WHAT YOU WILL DO
Please copy, word for word, the line holding "Locate every instance of the white domed" and each line that follows it through the end of the entries, omitting any pictures.

PROVIDED DATA
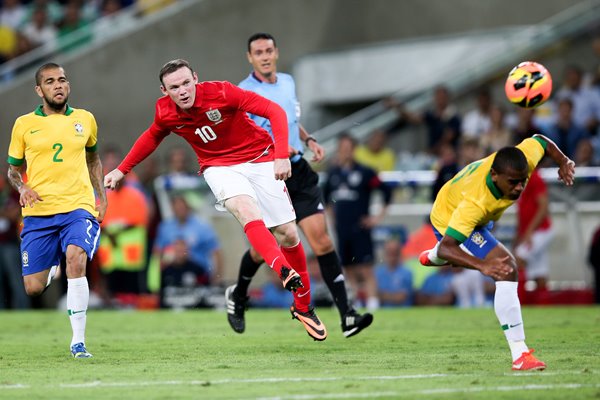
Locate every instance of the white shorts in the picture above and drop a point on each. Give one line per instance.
(536, 255)
(256, 180)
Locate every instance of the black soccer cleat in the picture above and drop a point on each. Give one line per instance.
(235, 310)
(290, 279)
(353, 322)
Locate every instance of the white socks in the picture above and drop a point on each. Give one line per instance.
(508, 311)
(78, 295)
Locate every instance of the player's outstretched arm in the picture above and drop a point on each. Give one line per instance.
(112, 179)
(450, 250)
(95, 170)
(566, 166)
(27, 196)
(311, 142)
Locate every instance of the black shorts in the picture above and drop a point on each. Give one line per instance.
(355, 245)
(304, 190)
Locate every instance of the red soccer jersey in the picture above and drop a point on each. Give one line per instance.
(217, 127)
(527, 203)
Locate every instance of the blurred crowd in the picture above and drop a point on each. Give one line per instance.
(157, 251)
(63, 25)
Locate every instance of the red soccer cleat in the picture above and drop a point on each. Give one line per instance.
(424, 260)
(528, 362)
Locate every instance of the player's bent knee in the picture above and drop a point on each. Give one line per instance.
(322, 245)
(34, 287)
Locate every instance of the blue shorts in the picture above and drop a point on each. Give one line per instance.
(45, 239)
(479, 243)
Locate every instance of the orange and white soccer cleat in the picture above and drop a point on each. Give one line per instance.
(528, 362)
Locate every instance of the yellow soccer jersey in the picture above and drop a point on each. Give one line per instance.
(470, 199)
(54, 147)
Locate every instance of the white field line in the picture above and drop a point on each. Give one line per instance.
(412, 394)
(106, 384)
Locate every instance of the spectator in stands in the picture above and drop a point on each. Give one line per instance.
(12, 14)
(584, 100)
(73, 30)
(200, 237)
(437, 289)
(182, 280)
(566, 132)
(39, 30)
(10, 257)
(376, 153)
(111, 20)
(394, 279)
(534, 232)
(442, 121)
(594, 260)
(478, 120)
(53, 8)
(9, 43)
(348, 191)
(498, 135)
(122, 249)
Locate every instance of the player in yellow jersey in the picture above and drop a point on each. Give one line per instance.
(58, 144)
(462, 215)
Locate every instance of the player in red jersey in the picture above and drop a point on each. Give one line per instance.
(242, 165)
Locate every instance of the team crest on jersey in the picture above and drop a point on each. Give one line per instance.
(477, 238)
(214, 115)
(78, 129)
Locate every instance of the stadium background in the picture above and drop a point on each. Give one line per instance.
(116, 77)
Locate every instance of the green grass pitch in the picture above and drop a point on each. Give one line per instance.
(418, 353)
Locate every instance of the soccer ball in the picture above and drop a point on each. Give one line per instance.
(528, 85)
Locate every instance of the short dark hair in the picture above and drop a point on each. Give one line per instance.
(40, 71)
(260, 35)
(173, 66)
(509, 158)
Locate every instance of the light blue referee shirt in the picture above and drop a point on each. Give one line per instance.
(282, 92)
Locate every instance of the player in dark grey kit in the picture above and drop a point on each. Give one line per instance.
(302, 187)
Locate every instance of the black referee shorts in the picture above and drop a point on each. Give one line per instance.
(304, 190)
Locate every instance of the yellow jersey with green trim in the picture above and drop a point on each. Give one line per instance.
(471, 199)
(54, 147)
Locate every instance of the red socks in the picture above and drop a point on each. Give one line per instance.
(297, 258)
(265, 244)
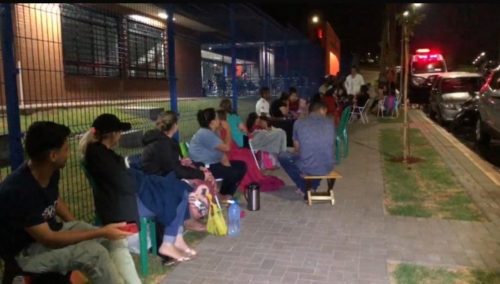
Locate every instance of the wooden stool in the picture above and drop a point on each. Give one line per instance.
(325, 196)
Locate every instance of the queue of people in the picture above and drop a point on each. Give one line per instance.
(157, 187)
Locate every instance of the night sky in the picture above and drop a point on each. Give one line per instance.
(459, 31)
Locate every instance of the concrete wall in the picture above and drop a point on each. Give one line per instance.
(38, 47)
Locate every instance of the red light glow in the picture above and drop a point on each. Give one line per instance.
(423, 50)
(320, 33)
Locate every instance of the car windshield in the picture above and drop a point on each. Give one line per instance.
(464, 84)
(419, 67)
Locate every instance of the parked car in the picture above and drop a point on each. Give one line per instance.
(488, 122)
(449, 91)
(467, 115)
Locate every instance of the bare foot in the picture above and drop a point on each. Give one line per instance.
(171, 251)
(194, 225)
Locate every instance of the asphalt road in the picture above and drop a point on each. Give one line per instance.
(490, 153)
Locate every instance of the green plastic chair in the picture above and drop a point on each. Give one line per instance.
(184, 149)
(147, 224)
(342, 139)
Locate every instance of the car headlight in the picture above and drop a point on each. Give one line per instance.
(450, 106)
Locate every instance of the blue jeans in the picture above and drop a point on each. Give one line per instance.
(289, 163)
(172, 229)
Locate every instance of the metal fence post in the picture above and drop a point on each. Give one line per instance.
(287, 83)
(172, 79)
(234, 86)
(11, 99)
(266, 59)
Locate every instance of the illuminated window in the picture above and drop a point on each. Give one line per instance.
(146, 51)
(90, 42)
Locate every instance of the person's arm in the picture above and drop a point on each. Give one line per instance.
(226, 145)
(57, 239)
(62, 210)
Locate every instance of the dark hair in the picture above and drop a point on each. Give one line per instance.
(221, 114)
(329, 92)
(364, 88)
(166, 120)
(205, 116)
(284, 96)
(316, 105)
(252, 117)
(226, 105)
(43, 137)
(263, 90)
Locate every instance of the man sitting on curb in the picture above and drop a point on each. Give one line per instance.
(30, 233)
(314, 148)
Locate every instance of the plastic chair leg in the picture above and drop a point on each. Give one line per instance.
(143, 247)
(152, 236)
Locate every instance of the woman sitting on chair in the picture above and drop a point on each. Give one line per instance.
(116, 193)
(161, 156)
(253, 174)
(207, 149)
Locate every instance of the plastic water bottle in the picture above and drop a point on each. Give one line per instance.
(234, 219)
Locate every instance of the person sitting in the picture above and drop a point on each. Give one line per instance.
(33, 237)
(116, 193)
(161, 156)
(238, 129)
(206, 148)
(262, 106)
(265, 137)
(279, 107)
(314, 148)
(252, 174)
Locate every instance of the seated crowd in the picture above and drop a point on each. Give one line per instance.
(156, 184)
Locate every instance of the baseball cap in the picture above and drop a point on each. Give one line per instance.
(106, 123)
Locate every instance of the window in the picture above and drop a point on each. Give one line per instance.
(90, 42)
(146, 51)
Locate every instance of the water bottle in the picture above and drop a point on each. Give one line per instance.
(234, 219)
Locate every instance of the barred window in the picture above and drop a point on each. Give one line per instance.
(90, 42)
(146, 51)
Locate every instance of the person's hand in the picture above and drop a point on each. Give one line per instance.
(112, 231)
(208, 176)
(186, 162)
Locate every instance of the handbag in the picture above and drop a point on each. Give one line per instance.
(216, 224)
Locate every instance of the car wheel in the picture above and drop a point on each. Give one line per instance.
(432, 113)
(482, 137)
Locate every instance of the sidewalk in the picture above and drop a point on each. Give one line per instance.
(351, 242)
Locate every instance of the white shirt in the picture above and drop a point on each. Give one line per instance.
(262, 107)
(353, 85)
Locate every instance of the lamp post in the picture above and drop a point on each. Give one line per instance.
(405, 68)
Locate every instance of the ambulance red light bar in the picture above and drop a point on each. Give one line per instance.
(423, 50)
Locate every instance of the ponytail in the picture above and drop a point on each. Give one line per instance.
(87, 138)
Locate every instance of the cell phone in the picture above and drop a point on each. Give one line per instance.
(130, 227)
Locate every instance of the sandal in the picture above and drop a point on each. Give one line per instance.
(190, 252)
(168, 261)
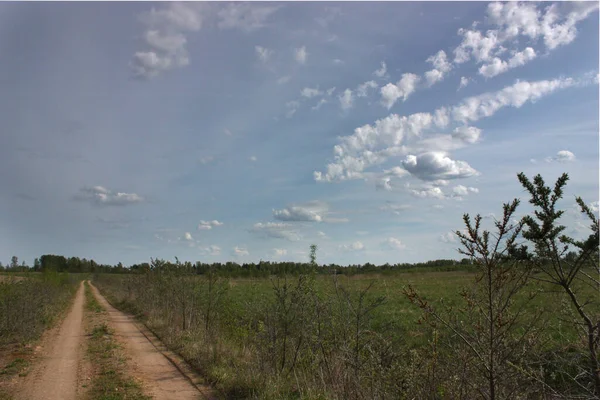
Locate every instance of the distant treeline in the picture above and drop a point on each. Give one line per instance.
(50, 262)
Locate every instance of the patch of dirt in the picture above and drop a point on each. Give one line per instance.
(55, 374)
(162, 374)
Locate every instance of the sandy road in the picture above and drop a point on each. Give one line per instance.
(55, 377)
(160, 378)
(59, 372)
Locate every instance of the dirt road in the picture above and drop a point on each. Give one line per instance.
(55, 377)
(159, 377)
(59, 373)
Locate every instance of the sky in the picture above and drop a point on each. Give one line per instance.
(248, 131)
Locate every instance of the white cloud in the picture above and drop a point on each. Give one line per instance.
(461, 190)
(485, 105)
(363, 89)
(468, 134)
(264, 54)
(464, 81)
(102, 196)
(390, 93)
(346, 99)
(396, 136)
(240, 251)
(441, 67)
(279, 252)
(208, 225)
(449, 237)
(301, 55)
(355, 246)
(432, 192)
(206, 160)
(311, 92)
(437, 165)
(292, 107)
(382, 71)
(314, 211)
(212, 250)
(277, 230)
(394, 243)
(396, 209)
(563, 156)
(555, 24)
(498, 66)
(244, 16)
(319, 104)
(165, 38)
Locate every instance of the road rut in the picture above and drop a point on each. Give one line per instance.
(159, 377)
(56, 376)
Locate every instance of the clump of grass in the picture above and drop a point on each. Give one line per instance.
(110, 382)
(91, 303)
(16, 366)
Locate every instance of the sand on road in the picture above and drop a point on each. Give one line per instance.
(160, 378)
(55, 377)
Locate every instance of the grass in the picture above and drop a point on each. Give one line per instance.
(230, 360)
(110, 380)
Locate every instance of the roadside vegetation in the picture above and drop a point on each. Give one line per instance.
(109, 379)
(518, 317)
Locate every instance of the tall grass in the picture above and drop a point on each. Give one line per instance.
(30, 303)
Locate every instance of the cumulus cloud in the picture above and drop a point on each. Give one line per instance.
(263, 54)
(346, 99)
(395, 208)
(212, 250)
(390, 93)
(99, 195)
(279, 252)
(461, 190)
(432, 192)
(498, 66)
(301, 55)
(441, 66)
(292, 107)
(276, 230)
(437, 165)
(394, 243)
(208, 225)
(554, 24)
(165, 38)
(356, 246)
(464, 81)
(449, 237)
(399, 136)
(563, 156)
(382, 71)
(314, 211)
(521, 92)
(311, 92)
(240, 251)
(363, 89)
(468, 134)
(247, 17)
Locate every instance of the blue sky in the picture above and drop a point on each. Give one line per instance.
(248, 131)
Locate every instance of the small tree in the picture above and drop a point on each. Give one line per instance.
(491, 332)
(313, 255)
(552, 257)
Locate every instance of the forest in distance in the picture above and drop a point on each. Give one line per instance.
(517, 317)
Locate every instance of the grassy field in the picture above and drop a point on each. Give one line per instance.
(331, 336)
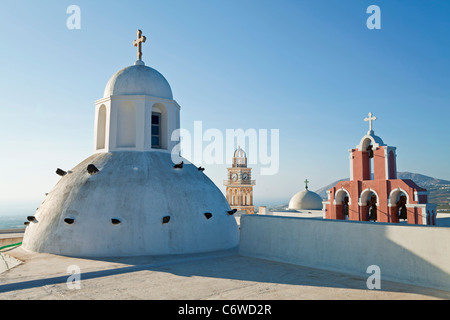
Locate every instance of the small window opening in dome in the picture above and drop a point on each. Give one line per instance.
(208, 215)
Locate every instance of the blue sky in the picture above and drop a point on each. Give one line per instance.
(311, 69)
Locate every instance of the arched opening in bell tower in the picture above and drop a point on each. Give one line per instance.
(158, 130)
(342, 202)
(126, 125)
(101, 127)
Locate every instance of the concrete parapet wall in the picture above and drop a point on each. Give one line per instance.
(418, 255)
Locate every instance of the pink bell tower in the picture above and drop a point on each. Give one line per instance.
(374, 193)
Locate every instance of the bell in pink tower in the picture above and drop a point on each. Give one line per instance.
(374, 193)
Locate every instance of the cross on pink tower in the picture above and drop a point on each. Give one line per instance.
(370, 119)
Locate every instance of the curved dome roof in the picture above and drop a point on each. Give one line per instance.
(305, 200)
(138, 80)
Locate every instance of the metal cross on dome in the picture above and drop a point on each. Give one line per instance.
(138, 43)
(370, 119)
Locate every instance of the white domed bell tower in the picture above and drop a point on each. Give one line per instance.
(137, 111)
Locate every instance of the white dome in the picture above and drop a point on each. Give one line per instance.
(305, 200)
(239, 153)
(138, 189)
(138, 80)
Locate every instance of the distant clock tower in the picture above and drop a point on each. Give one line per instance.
(239, 184)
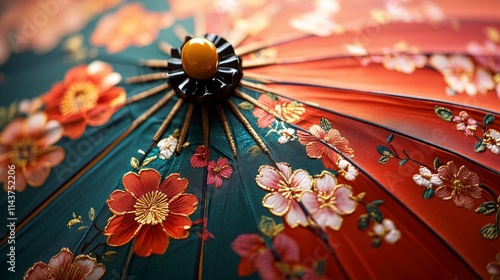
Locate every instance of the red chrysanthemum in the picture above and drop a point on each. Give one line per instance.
(26, 145)
(63, 266)
(87, 96)
(316, 149)
(150, 212)
(459, 184)
(217, 171)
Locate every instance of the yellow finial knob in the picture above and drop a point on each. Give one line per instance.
(199, 58)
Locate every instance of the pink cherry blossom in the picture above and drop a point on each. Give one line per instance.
(465, 123)
(426, 178)
(459, 184)
(461, 75)
(328, 201)
(285, 189)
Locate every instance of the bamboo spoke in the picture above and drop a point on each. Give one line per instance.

RESULT FOR THIS EXERCISE
Locate every instance of the white domed bell tower in the picture above and drop a point on each. Give one line per instance.
(137, 111)
Locate every instance of the white dome in the picture above and drop a point on each. Give one line per instance.
(305, 200)
(239, 153)
(138, 189)
(138, 80)
Locate every instance of the distant clock tower in the picture above and drop a point on each. Give one line per instance.
(239, 184)
Locate every instance of the red chrysanthemum in the picture above and drop a point on each. Give one line per instance.
(26, 145)
(63, 266)
(87, 96)
(316, 149)
(150, 212)
(459, 184)
(217, 171)
Locate every instance of the yellow finial knob in the picture above and drop a point on each. Give one line per instance.
(199, 58)
Locate every instance of the pink cherry blossom in the picture above and drop a point on each. Give one line per instance.
(465, 123)
(426, 178)
(459, 184)
(461, 75)
(328, 201)
(285, 189)
Locate every instance of the bamboo spoke in the picture above and drop a point on each. Give one line per instance.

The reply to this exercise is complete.